WORK TO BE COMPLETED >> From the records below, copy every line that contains the word "dark".

DATASET RECORDS >>
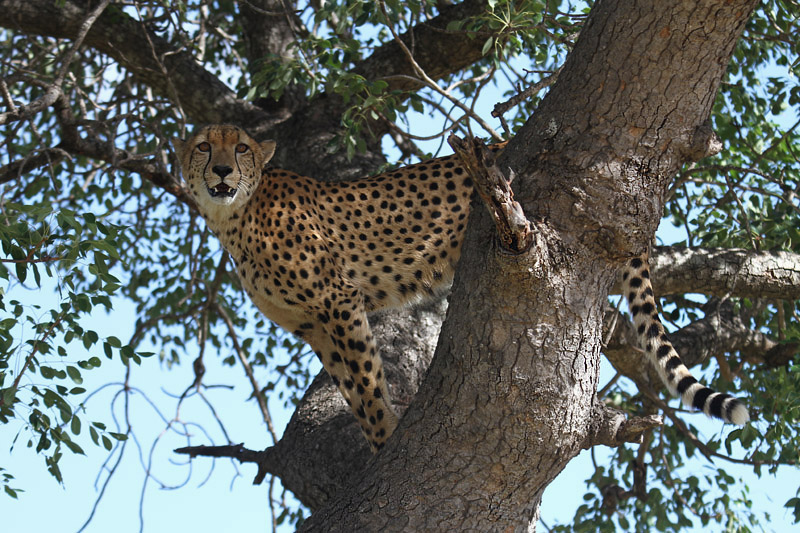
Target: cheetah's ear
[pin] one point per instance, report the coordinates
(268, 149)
* * *
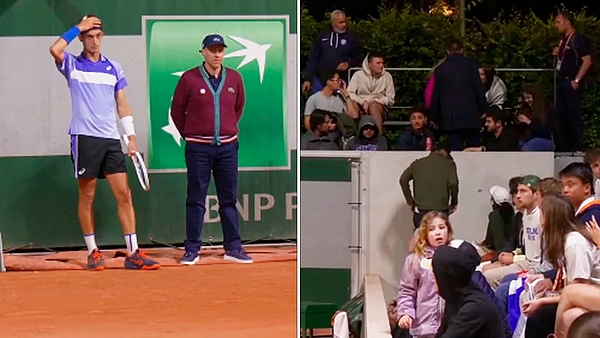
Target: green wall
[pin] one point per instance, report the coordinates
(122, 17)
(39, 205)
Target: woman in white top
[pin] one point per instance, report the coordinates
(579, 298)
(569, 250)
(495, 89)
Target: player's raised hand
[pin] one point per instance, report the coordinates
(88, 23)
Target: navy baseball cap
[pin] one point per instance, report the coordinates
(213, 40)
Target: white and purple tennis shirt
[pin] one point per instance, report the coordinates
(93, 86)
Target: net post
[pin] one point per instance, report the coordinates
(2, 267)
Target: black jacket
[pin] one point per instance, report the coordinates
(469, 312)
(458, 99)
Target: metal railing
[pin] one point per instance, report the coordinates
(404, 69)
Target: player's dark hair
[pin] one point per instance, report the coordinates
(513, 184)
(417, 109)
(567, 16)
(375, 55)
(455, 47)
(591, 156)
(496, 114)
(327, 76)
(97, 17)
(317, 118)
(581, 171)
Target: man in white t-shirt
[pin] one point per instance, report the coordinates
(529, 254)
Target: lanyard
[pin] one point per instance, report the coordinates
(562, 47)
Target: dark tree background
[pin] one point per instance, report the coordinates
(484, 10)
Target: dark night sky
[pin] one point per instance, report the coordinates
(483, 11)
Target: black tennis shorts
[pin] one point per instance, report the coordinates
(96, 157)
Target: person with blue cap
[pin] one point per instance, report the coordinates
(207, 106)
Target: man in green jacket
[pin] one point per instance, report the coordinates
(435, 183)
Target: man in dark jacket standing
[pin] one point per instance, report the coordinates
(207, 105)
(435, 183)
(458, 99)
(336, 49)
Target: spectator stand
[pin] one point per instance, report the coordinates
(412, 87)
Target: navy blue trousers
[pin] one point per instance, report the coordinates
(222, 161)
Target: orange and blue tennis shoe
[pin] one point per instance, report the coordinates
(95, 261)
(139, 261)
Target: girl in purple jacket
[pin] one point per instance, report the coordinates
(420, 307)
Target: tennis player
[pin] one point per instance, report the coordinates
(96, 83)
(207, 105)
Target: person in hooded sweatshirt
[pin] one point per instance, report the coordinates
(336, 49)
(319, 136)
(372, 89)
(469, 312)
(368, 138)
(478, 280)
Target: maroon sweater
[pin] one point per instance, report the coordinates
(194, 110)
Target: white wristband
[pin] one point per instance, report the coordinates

EXERCISE RESPONSE >>
Target: player's dark hair
Target: dark tree background
Target: dark night sky
Target: man in dark jacket standing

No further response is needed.